Requirement => The job is to find each line in the entries holding the string "negative" and copy that line.

Available data =>
- Opening Delimiter -

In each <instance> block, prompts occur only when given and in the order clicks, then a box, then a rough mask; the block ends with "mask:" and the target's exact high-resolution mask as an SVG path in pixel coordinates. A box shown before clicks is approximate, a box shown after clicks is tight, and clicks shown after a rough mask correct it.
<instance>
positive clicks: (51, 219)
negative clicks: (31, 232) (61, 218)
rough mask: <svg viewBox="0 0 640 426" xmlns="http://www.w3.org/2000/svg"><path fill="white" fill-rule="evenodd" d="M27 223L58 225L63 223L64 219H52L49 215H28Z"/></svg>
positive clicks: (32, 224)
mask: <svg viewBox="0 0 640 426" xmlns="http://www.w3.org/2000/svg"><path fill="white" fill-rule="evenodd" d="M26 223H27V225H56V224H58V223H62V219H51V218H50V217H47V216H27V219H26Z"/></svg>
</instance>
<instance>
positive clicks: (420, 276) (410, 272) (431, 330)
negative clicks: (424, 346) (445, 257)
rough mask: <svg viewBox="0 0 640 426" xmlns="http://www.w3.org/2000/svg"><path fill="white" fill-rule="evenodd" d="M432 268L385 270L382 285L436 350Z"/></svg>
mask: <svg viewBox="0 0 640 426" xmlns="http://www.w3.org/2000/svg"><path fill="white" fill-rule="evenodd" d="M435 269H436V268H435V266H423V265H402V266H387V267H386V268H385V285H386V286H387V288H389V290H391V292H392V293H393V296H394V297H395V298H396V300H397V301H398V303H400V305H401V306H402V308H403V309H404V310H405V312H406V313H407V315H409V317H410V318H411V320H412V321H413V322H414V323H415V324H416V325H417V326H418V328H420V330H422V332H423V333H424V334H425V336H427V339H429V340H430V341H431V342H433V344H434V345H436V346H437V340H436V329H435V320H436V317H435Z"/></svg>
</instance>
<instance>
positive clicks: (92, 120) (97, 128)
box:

- Closing Delimiter -

Solution to the problem =>
negative clicks: (31, 232) (61, 218)
negative clicks: (424, 346) (445, 257)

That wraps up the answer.